Mbah Warso yang berusia 114 tahun dan khasiat Tuk Anget Ngasinan
Kisah tentang ular Mbah Dalman yang turun dari pepunden untuk meminum air di Tuk Anget Ngasinan bisa saja merupakan petunjuk bagi warga Desa Petarangan bahwa air itu mempunyai khasiat.
Seperti kisah yang diceritakan Deni tentang Mbah Warso. Mbah Warso lelaki kelahiran 1903 ini merupakan kakek dari Deni Afifudin. Mbah warso meninggal dunia pada usia 114 tahun pada tahun 2017 lalu. Beliau hanya sakit selama 40 hari, kata Deni. Sakitnya karena usia tua dan sudah tidak sanggup lagi pergi ke Tuk Anget Ngasinan.
Selama 40 hari menjelang kematiannya, Mbah Warso selalu mengigau tentang keinginannya ke Tuk Anget Ngasinan. Karena tubuhnya sudah renta dan tak sanggup lagi berjalan. Mbah Warso kemudian meninggal tepat 40 hari sejak tubuhnya tak kuat berdiri lagi.
Semasa mudanya, Mbah Warso tidak pernah mandi di rumah. Setiap pagi dan sore Mbah Warso selalu mandi di Tuk Anget Ngasinan. Badannya sehat. Tidak pernah sakit. Pernah suatu hari, Mbah Warso kakinya keslumbat, tertancap bambu. Tembus. Telapak kakinya mengucurkan darah. Namun, tidak ada perlakuan istimewa dari Mbah Warso atas kakinya yang terluka itu.
Beliau hanya setiap pagi dan sore ke Tuk Anget Ngasinan. Di sumber mata air hangat itu, kaki Mbah Warso yang terluka hanya dikucuri air dari Tuk Anget Ngasinan dan dikucuri air kencingnya sendiri.
“Gak sampe seminggu, Mas, luka itu nutup dan sembuh,” kata Deni. “Banyak orang bahkan sampai bapak saya nggak percaya padahal gak diobati secara khusus karena Simbah nggak mau diobati.”
Itulah cikal kenapa Tuk Anget Ngasinan menjadi salah satu sumber mata air yang dijaga oleh warga sebagai penghormatan pada sumber mata air. Di lereng Sumbing sendiri banyak mata air yang digunakan warga Desa Petarangan untuk kebutuhan hidup. Pada tahun 1980-an, saat warga belum punya kamar mandi, jika ada orang membutuhkan air harus naik dulu ke lereng untuk mengambil air.
Saat ini sudah tidak perlu ke sumber air lagi karena setiap sumber mata air dipasangi pipa dan dialirkan ke setiap rumah. Ada yang satu rumah satu pipa namun ada juga yang dua pipa aliran dari air sumber. Jika tiap tahun melakukan ritual nyadran kali, maka jumlah tumpeng dan ingkung yang dibuat mengikuti jumlah berapa pipa air yang disalurkan ke rumahnya masing-masing.
Jika dalam satu rumah hanya menyalurkan satu pipa air maka tumpeng dan ingkung untuk nyadrannya satu ingkung dan satu tumpeng. Namun, jika dua pipa maka rumah itu harus membuat sepasang ingkung dan tumpeng untuk sesaji ritual nyadran kali.

(Data pelabelan wilayah)
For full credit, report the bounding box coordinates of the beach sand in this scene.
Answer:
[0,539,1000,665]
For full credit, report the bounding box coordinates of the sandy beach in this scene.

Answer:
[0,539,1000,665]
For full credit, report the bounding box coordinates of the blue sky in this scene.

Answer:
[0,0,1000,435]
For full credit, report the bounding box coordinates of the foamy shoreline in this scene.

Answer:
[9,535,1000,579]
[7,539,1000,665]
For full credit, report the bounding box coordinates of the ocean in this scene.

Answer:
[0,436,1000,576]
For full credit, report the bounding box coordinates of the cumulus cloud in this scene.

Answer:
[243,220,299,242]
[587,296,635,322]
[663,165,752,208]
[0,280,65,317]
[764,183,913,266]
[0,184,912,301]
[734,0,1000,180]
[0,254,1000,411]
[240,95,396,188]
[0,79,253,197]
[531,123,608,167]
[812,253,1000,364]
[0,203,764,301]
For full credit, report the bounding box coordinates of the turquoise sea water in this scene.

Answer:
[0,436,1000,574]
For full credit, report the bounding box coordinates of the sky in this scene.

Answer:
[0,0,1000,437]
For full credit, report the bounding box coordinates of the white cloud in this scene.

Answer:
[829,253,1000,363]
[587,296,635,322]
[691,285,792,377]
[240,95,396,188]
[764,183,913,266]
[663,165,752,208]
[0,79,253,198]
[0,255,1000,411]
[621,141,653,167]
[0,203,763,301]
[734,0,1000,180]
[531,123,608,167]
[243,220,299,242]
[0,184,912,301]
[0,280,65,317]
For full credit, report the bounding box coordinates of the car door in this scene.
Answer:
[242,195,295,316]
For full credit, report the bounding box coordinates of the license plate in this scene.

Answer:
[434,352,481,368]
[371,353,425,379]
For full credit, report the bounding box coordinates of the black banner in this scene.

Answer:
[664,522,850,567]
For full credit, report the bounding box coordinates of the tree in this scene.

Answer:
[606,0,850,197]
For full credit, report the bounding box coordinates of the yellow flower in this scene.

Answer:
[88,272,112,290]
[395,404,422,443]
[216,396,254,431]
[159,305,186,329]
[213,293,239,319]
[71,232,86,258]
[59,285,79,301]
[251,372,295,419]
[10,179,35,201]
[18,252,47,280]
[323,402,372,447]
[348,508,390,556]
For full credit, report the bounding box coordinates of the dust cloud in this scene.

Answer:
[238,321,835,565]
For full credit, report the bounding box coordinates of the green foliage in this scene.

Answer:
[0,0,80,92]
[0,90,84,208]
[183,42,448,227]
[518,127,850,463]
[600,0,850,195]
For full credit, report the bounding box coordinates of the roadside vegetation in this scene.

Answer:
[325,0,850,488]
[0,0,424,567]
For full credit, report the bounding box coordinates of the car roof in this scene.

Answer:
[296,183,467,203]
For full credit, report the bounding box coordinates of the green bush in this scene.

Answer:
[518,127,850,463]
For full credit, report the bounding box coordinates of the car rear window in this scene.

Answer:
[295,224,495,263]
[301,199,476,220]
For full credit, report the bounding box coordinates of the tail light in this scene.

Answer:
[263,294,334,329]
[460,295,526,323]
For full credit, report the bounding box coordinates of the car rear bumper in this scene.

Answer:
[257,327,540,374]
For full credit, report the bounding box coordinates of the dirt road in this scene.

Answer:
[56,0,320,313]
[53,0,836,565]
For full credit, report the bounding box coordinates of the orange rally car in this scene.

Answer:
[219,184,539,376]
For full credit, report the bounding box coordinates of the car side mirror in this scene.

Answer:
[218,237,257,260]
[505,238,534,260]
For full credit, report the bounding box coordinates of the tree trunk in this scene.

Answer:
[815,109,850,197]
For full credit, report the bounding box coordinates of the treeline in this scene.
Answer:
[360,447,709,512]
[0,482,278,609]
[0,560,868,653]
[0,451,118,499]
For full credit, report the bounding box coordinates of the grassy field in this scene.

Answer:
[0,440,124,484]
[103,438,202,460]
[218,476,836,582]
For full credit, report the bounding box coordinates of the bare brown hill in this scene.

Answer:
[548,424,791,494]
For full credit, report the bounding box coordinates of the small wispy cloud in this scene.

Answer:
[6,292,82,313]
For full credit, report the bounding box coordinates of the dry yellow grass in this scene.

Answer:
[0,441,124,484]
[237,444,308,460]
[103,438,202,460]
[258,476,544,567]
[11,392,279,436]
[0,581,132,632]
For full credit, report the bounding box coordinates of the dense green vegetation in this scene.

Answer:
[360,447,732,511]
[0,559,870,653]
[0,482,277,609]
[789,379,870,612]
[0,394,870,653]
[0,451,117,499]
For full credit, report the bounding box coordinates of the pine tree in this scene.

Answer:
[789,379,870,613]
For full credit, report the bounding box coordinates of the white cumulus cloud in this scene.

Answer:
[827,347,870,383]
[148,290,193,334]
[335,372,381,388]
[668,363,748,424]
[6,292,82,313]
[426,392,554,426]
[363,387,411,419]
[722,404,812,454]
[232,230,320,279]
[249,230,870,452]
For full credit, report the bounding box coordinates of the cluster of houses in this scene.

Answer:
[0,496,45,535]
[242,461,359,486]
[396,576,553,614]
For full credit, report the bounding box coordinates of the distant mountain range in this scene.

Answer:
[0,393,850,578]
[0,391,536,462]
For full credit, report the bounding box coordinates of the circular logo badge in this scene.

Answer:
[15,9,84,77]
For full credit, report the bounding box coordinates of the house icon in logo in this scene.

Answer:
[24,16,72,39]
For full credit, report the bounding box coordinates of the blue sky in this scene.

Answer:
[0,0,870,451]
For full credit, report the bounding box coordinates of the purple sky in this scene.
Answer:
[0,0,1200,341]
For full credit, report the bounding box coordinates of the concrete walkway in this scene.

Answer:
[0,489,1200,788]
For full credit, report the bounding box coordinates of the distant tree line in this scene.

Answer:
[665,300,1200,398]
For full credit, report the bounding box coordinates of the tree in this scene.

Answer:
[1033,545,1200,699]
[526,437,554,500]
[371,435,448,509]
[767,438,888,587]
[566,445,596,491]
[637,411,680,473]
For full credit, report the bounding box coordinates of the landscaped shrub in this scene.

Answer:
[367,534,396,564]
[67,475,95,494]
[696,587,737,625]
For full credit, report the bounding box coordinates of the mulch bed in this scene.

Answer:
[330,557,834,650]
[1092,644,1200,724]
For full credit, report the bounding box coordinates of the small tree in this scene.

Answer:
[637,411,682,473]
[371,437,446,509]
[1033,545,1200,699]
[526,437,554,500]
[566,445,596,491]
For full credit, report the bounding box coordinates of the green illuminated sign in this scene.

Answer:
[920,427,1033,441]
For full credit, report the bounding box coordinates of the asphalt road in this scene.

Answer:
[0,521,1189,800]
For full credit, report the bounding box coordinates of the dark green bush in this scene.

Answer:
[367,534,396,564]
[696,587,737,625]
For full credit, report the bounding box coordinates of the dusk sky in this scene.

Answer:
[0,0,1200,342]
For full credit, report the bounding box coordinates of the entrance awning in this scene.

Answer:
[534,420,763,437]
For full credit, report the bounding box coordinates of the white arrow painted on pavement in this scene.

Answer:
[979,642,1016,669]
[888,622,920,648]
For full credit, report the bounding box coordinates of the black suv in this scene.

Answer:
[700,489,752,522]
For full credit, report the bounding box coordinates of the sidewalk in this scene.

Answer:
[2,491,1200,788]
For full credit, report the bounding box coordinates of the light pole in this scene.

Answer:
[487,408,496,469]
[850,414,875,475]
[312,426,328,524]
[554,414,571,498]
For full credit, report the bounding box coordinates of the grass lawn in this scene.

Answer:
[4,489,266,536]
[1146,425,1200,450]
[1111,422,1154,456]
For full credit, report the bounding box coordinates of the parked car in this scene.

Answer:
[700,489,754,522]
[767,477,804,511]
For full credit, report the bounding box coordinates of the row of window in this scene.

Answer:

## Permintaan
Tolong salin kembali bagian teks tentang Mbah Warso mulai dari "Beliau hanya setiap" hingga dan termasuk "untuk mengambil air.", dengan mengganti "sumber mata air" menjadi "sendang".

## Jawaban
Beliau hanya setiap pagi dan sore ke Tuk Anget Ngasinan. Di sendang hangat itu, kaki Mbah Warso yang terluka hanya dikucuri air dari Tuk Anget Ngasinan dan dikucuri air kencingnya sendiri.
“Gak sampe seminggu, Mas, luka itu nutup dan sembuh,” kata Deni. “Banyak orang bahkan sampai bapak saya nggak percaya padahal gak diobati secara khusus karena Simbah nggak mau diobati.”
Itulah cikal kenapa Tuk Anget Ngasinan menjadi salah satu sendang yang dijaga oleh warga sebagai penghormatan pada sendang. Di lereng Sumbing sendiri banyak mata air yang digunakan warga Desa Petarangan untuk kebutuhan hidup. Pada tahun 1980-an, saat warga belum punya kamar mandi, jika ada orang membutuhkan air harus naik dulu ke lereng untuk mengambil air.